## YOUR INSTRUCTIONS
Word for word, print each line of the listing below; pictures stay out.

## DATA RECORDS
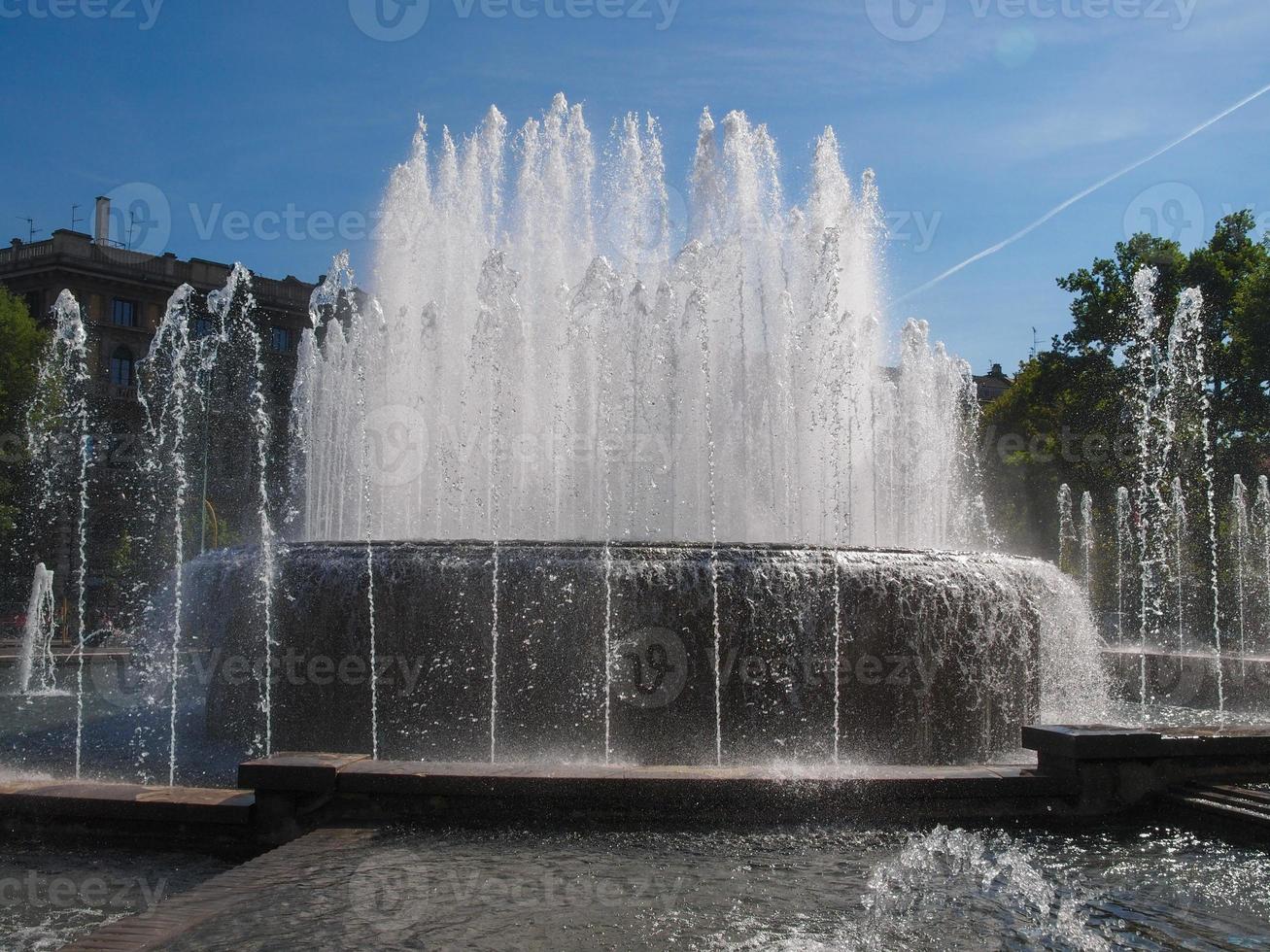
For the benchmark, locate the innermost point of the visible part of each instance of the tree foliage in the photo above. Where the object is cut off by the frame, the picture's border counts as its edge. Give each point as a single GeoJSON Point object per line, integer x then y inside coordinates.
{"type": "Point", "coordinates": [1070, 415]}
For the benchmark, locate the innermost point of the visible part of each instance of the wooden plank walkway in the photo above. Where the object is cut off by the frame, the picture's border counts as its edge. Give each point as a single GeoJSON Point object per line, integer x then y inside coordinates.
{"type": "Point", "coordinates": [86, 799]}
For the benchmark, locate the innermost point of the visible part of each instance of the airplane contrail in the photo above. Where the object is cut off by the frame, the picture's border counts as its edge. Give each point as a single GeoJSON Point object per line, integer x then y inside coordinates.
{"type": "Point", "coordinates": [1079, 195]}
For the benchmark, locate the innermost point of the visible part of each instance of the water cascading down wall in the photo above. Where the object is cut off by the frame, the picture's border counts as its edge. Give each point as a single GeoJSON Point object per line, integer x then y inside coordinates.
{"type": "Point", "coordinates": [690, 406]}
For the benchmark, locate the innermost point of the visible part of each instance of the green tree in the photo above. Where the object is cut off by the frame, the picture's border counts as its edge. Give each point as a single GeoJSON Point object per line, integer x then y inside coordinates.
{"type": "Point", "coordinates": [1070, 417]}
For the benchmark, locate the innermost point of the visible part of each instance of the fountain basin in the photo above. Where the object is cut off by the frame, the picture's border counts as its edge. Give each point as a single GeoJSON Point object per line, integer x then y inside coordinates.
{"type": "Point", "coordinates": [922, 657]}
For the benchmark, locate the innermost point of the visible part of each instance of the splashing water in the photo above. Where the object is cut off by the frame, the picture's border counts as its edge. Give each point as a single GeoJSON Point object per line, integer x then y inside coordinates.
{"type": "Point", "coordinates": [1123, 545]}
{"type": "Point", "coordinates": [1262, 520]}
{"type": "Point", "coordinates": [1087, 541]}
{"type": "Point", "coordinates": [165, 393]}
{"type": "Point", "coordinates": [946, 869]}
{"type": "Point", "coordinates": [62, 456]}
{"type": "Point", "coordinates": [37, 670]}
{"type": "Point", "coordinates": [1191, 417]}
{"type": "Point", "coordinates": [1240, 551]}
{"type": "Point", "coordinates": [1066, 526]}
{"type": "Point", "coordinates": [1154, 448]}
{"type": "Point", "coordinates": [554, 287]}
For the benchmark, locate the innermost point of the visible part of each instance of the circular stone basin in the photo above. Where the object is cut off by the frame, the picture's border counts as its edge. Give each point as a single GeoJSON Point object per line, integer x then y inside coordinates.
{"type": "Point", "coordinates": [883, 657]}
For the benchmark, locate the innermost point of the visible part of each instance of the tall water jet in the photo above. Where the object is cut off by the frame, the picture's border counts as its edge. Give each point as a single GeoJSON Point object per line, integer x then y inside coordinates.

## EXERCISE OUTPUT
For the benchmark, locate the innermost point of the visible part of each instance of the tree foliage in the photo above. Where the object is cut off by the frame, the picture's border counts as its edge. Give each point as a single GeoJSON Point object per line, integer x then y inside coordinates.
{"type": "Point", "coordinates": [1070, 415]}
For the benchmark, locate the innermost point of the visible part of each instance of the wooden plank walkway in the photo above. Where the object is cut off by the frame, the picture's border counts as its edge. Give each point as a single GeoJSON Point object per line, integer x then y inside coordinates.
{"type": "Point", "coordinates": [86, 799]}
For the benchmark, locate the innermost point of the visible part of each instance of the airplane contrail in the photo above. Where the object is cut off by the frame, the picture's border counts as its edge. Give each point as a single GeoJSON Point object per line, integer x then y inside coordinates.
{"type": "Point", "coordinates": [1079, 195]}
For the benchmark, locate the innermost point of the visible part of each instance of the water cascading down wall in the photo above. Where the object is cut off by the frame, the picture's border counts as its edge. Give each point as a single GeoJSON Point object per line, integer x then y inside coordinates.
{"type": "Point", "coordinates": [690, 406]}
For the benchmark, locate the innermost point of the visible part of each instance of the green tree in the photo above. Where the object is cut off by the frame, the picture's border counts as its edge. Give each point as a single GeoJSON Point object per line, integer x then y inside coordinates.
{"type": "Point", "coordinates": [1070, 417]}
For the benchmark, locate the innermost point of the visible part of each instance of the fountain basin in the photo above. Where the object is cut off by the frame, the picture's border counts as its edge. Give each point as a single GeoJSON Point object per line, integer x then y inside coordinates.
{"type": "Point", "coordinates": [922, 657]}
For the benchmark, locate the innermost point of the visible part of each instance of the splashing water in the photo above. Where the object is cut off by the frame, the picture's border counts as its edge. Give each point as a single GeoJSON Point object per line, integer x then y inside coordinates.
{"type": "Point", "coordinates": [1123, 545]}
{"type": "Point", "coordinates": [1262, 520]}
{"type": "Point", "coordinates": [1087, 541]}
{"type": "Point", "coordinates": [165, 393]}
{"type": "Point", "coordinates": [946, 869]}
{"type": "Point", "coordinates": [62, 456]}
{"type": "Point", "coordinates": [37, 670]}
{"type": "Point", "coordinates": [1191, 417]}
{"type": "Point", "coordinates": [1240, 551]}
{"type": "Point", "coordinates": [1066, 526]}
{"type": "Point", "coordinates": [1154, 448]}
{"type": "Point", "coordinates": [554, 287]}
For the benchmark, locate the innermost point of the visible part of each instance of the circular stone basin in the photo above. Where the object is cut off by the frame, the picture's border counts as its edge. Give each point as a single GeoJSON Point object per line, integer x then y inside coordinates.
{"type": "Point", "coordinates": [883, 657]}
For the benchmark, locate the innermost point of the visible part of each instance of the tall water jet in the photo above. Where the object is cut off by the frame, the picture's border counts as its edge. Give each point as a single GeoJSON Point object per line, integer x then y inside coordinates.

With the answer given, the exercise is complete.